- Task:
Please convert the listing from the line with "the dog's muzzle." to the line with "M 111 60 L 111", both included, into a JSON list of strings with one string per line and blank lines omitted.
----
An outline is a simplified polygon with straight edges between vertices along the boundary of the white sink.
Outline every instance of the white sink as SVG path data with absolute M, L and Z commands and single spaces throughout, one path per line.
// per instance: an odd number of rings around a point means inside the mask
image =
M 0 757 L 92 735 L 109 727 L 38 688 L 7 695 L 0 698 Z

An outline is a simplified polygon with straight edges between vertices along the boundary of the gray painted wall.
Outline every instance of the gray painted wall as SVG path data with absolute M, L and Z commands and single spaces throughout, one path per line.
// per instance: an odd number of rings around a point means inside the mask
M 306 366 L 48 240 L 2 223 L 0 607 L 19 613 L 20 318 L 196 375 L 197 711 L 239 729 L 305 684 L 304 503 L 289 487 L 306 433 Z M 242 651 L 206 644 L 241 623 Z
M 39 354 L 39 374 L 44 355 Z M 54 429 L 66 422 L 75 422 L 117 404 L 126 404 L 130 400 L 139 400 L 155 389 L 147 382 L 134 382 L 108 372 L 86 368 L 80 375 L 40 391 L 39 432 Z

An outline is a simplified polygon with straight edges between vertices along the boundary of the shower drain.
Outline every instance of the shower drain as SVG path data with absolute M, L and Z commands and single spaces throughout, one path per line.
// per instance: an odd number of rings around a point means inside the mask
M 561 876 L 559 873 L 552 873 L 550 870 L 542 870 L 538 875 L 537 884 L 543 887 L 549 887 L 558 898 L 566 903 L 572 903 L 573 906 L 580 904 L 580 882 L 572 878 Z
----
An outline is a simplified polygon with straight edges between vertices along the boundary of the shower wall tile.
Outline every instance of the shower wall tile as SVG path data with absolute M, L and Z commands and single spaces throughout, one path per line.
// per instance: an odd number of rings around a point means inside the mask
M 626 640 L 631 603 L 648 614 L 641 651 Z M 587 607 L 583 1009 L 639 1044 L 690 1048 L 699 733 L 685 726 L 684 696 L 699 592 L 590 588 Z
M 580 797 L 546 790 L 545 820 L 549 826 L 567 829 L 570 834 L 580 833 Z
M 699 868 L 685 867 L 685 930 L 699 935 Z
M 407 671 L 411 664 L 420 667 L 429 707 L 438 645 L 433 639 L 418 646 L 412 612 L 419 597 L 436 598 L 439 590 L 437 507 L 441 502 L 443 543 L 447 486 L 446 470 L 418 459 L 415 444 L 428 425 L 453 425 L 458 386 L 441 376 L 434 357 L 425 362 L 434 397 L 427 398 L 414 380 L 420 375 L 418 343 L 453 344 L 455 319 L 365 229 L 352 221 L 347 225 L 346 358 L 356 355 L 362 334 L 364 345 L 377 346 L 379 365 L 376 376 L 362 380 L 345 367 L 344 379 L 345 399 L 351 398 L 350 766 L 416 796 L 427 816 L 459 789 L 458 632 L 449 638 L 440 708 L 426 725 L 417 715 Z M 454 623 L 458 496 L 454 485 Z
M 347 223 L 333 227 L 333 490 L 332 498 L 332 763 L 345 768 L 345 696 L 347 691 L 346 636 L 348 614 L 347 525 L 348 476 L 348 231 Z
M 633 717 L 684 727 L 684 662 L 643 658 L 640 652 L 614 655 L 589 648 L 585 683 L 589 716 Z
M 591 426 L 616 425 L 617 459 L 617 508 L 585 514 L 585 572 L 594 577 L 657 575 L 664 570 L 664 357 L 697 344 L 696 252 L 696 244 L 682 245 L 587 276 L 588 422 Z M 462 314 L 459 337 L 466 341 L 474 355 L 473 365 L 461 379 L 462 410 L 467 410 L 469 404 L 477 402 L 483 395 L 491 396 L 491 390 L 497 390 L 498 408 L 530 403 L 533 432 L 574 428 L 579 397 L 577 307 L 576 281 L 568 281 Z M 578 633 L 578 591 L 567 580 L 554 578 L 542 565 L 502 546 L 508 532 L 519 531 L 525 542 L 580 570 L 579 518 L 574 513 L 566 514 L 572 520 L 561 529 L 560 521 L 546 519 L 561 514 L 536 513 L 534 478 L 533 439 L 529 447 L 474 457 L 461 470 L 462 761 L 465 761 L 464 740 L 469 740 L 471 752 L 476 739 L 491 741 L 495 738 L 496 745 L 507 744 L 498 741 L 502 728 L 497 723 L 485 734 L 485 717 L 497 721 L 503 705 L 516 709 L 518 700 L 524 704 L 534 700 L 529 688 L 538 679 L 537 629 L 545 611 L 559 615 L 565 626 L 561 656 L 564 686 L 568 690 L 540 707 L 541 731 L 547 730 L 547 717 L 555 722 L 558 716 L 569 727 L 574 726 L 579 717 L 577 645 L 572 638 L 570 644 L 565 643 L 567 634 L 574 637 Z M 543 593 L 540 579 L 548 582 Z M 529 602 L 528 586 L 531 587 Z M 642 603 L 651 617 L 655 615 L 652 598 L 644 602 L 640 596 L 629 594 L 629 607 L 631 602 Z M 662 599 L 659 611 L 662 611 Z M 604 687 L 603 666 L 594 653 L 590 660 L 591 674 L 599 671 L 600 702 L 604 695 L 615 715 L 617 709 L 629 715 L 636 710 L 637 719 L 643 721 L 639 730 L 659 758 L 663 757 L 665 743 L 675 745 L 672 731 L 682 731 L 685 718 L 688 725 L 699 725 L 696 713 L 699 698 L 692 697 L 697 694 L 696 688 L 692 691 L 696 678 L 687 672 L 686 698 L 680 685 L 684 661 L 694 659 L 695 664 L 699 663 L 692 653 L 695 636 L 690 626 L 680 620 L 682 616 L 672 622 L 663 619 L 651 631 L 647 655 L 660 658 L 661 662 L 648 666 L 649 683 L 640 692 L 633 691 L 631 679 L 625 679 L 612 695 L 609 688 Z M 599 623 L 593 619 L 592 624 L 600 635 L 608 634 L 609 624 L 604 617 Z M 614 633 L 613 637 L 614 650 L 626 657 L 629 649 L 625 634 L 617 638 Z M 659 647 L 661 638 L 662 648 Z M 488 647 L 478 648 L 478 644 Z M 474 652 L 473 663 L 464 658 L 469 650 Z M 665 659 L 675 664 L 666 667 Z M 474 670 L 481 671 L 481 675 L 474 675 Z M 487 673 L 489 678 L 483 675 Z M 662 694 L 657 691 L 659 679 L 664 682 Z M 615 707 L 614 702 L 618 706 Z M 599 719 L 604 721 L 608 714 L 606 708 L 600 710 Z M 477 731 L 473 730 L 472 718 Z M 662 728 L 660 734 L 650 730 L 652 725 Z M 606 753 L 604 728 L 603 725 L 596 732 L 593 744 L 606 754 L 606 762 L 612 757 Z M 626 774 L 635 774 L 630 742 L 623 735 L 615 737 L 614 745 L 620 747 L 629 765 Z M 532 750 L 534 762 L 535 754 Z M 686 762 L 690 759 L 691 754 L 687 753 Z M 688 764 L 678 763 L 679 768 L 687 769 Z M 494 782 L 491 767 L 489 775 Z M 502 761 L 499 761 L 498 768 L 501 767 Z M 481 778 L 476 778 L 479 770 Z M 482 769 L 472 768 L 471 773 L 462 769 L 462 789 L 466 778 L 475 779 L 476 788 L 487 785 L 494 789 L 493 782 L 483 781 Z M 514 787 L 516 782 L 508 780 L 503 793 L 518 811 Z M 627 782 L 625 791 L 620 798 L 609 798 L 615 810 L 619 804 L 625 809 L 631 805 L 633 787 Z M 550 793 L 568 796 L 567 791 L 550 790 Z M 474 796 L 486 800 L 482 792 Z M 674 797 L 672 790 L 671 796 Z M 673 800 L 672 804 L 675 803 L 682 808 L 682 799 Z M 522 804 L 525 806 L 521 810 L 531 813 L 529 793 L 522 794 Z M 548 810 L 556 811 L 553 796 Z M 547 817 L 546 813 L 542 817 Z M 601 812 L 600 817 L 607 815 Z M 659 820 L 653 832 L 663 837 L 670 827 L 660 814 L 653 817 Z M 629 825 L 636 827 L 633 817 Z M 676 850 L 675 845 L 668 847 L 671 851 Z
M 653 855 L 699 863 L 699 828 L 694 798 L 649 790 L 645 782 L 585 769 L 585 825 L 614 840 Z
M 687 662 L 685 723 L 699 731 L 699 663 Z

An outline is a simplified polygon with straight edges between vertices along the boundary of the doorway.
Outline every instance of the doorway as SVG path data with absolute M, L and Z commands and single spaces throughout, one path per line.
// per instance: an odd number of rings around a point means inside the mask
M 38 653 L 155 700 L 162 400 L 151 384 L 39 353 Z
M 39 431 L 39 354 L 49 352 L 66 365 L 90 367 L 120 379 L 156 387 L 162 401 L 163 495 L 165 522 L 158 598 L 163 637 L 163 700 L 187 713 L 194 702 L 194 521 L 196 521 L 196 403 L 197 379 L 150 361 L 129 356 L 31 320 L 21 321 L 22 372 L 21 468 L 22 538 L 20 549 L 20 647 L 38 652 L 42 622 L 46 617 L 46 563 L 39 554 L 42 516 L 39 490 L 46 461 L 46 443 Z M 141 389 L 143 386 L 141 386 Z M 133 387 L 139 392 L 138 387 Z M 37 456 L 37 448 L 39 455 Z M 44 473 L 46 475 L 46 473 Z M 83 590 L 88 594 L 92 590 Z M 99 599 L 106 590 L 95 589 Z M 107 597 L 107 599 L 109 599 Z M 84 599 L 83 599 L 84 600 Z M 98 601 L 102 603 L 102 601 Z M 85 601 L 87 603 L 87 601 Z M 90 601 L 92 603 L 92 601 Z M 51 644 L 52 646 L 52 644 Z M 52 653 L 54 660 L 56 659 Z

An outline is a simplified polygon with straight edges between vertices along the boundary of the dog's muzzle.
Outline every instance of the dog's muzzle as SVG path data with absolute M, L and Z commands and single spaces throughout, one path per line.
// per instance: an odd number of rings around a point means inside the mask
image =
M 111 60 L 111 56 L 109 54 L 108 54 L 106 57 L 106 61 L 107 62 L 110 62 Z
----
- Exercise output:
[
  "An outline is a simplified polygon with straight edges between vertices along the boundary of the dog's muzzle.",
  "Outline every instance of the dog's muzzle as SVG path data with absolute M, L and Z commands and single spaces throughout, one path per line.",
  "// per instance: an odd number of rings around a point means inside the mask",
  "image =",
  "M 111 60 L 111 56 L 109 54 L 108 54 L 106 57 L 106 61 L 107 62 L 110 62 Z"
]